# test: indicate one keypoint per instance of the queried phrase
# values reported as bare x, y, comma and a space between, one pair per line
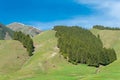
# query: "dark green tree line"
25, 40
81, 46
105, 28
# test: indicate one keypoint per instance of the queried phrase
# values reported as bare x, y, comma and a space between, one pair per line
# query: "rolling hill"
48, 64
24, 28
12, 57
5, 33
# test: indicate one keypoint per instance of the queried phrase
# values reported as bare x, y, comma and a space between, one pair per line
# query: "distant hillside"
24, 28
12, 56
5, 33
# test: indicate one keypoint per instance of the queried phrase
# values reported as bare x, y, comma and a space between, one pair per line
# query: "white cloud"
108, 14
108, 7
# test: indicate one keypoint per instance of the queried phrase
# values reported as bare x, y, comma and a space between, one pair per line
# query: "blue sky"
44, 14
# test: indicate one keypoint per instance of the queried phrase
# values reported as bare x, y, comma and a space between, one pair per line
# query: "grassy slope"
110, 39
47, 64
12, 56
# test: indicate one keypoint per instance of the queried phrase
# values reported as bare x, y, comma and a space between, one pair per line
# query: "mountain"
48, 64
24, 28
5, 33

━━━━

- _Requirement_
Render every line of the records above as a numbered list, omitting blank lines and leaving the pictures out.

- _Task result_
1. # test: indicate one keypoint per instance of the queried phrase
2. # values reported as bare x, y, comma and a space between, one pair per line
3. # query: "dark green tree line"
4. 25, 40
5. 81, 46
6. 105, 28
7. # test: indicate one keypoint per instance of the queried phrase
8. # values reported as bare x, y, comma and a space between, one pair per line
9. # query: "rolling hill"
10. 48, 64
11. 24, 28
12. 12, 57
13. 5, 33
14. # test: indicate one keypoint per instance of the queried phrase
15. # values reported as bare x, y, comma and a space between, one pair per line
16. # query: "distant hillside"
17. 24, 28
18. 12, 56
19. 5, 33
20. # test: indicate one keypoint per instance of the queried phrase
21. # values reported as bare x, y, comma and a space between, one pair per line
22. # query: "white cloud"
23. 108, 14
24. 108, 7
25. # test: indicate one keypoint per instance of the queried phrase
26. # values reported as bare x, y, comma and a space between, one pair per line
27. # query: "blue sky"
28. 44, 14
29. # test: indicate one keypoint per instance of the queried phrase
30. # values reported as bare x, y, comma and a space between, one pair per line
31. # query: "grassy slope"
32. 110, 39
33. 47, 64
34. 12, 56
35. # test: indicate one keypoint per instance of the queried phrase
36. # values reported as bare x, y, comma and a space between, one pair per line
37. # query: "mountain"
38. 48, 64
39. 24, 28
40. 5, 33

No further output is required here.